**Extract to read**
-- BEGIN --
Make sense. I will build a 4 component patch a described.

>> +
>> +/* Size in Terabytes + 1 hole */
>> +static __init unsigned long get_padding(struct kaslr_memory_region *region)
>> +{
>> + return ((unsigned long)region->size_tb + 1) << TB_SHIFT;
>> +}
>
> So why is size_tb a short, forcing ugly type casts like this? Also, since this
> appears to be a trivial shift, why isn't this an inline?
>

Changed.

>> +/* Initialize base and padding for each memory section randomized with KASLR */
>> +void __init kernel_randomize_memory(void)
>> +{
>> + size_t i;
>> + unsigned long addr = memory_rand_start;
>> + unsigned long padding, rand, mem_tb;
>> + struct rnd_state rnd_st;
>> + unsigned long remain_padding = memory_rand_end - memory_rand_start;
>
> Yeah, so these variable names are awful :-/
>
> Look at how postfix and prefix naming is mixed in the same function:
> 'memory_rand_start', but 'remain_padding'. Please use postfixes for all of them.
-- END --
**Supplied data**
-- BEGIN --
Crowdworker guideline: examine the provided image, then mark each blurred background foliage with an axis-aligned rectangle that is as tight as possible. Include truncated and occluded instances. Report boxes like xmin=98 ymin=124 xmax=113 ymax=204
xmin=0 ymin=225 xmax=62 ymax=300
-- END --
**Tasks**
1 > Do these statements agree with the KASLR patch review? Answer yes or no for each, and quote the words of the review that decide it.
(a) The reviewer asks why size_tb is a short.
(b) The reviewer wants prefix naming used for all the variables.
(c) The author plans a patch with four components.
2 > List every local variable declared inside kernel_randomize_memory in the KASLR patch review.
3 > Carry on with the KASLR patch review from the point where it stops.

**Expected results**
1 >
(a) Yes: "So why is size_tb a short, forcing ugly type casts like this?"
(b) No: "Please use postfixes for all of them."
(c) Yes: "I will build a 4 component patch"

2 > i, addr, padding, rand, mem_tb, rnd_st, remain_padding

3 >
>
> Also why is one variable named 'rand', another 'rnd'? Did we run out of 'a'
> characters?
>
> Similarly, we have 'memory' and 'mem'. Pick one variant and harmonize!
>
> This patch is an object lesson in how fragile, insecure code is written.
>

Will change.

>> +
>> + /*
>> + * All these BUILD_BUG_ON checks ensures the memory layout is
>> + * consistent with the current KASLR design.
>> + */
>> + BUILD_BUG_ON(memory_rand_start >= memory_rand_end);
>> + BUILD_BUG_ON(config_enabled(CONFIG_KASAN) &&
>> + memory_rand_end >= ESPFIX_BASE_ADDR);
>> + BUILD_BUG_ON((config_enabled(CONFIG_KASAN) ||
>> + config_enabled(CONFIG_X86_ESPFIX64)) &&
>> + memory_rand_end >= EFI_VA_START);
>> + BUILD_BUG_ON((config_enabled(CONFIG_KASAN) ||
>> + config_enabled(CONFIG_X86_ESPFIX64) ||
>> + config_enabled(CONFIG_EFI)) &&
>> + memory_rand_end >= __START_KERNEL_map);
>> + BUILD_BUG_ON(memory_rand_end > __START_KERNEL_map);
>> +
>> + if (!kaslr_enabled())
>> + return;
>> +
>> + BUG_ON(kaslr_regions[0].base != &page_offset_base);
>> + mem_tb = ((max_pfn << PAGE_SHIFT) >> TB_SHIFT);
>
> Why is the granularity of the randomization 1TB? I don't see this explained
> anywhere. Some of the randomization may have PUD-granularity limitation - but PUD
> entries have a size of 512 GB.
>
> I think we should extend the kaslr_regions[] table with a minimum required
> alignment field instead of random granularity limitations.
>

I will change it so that the next region can start on the next PUD
entry with minimum padding.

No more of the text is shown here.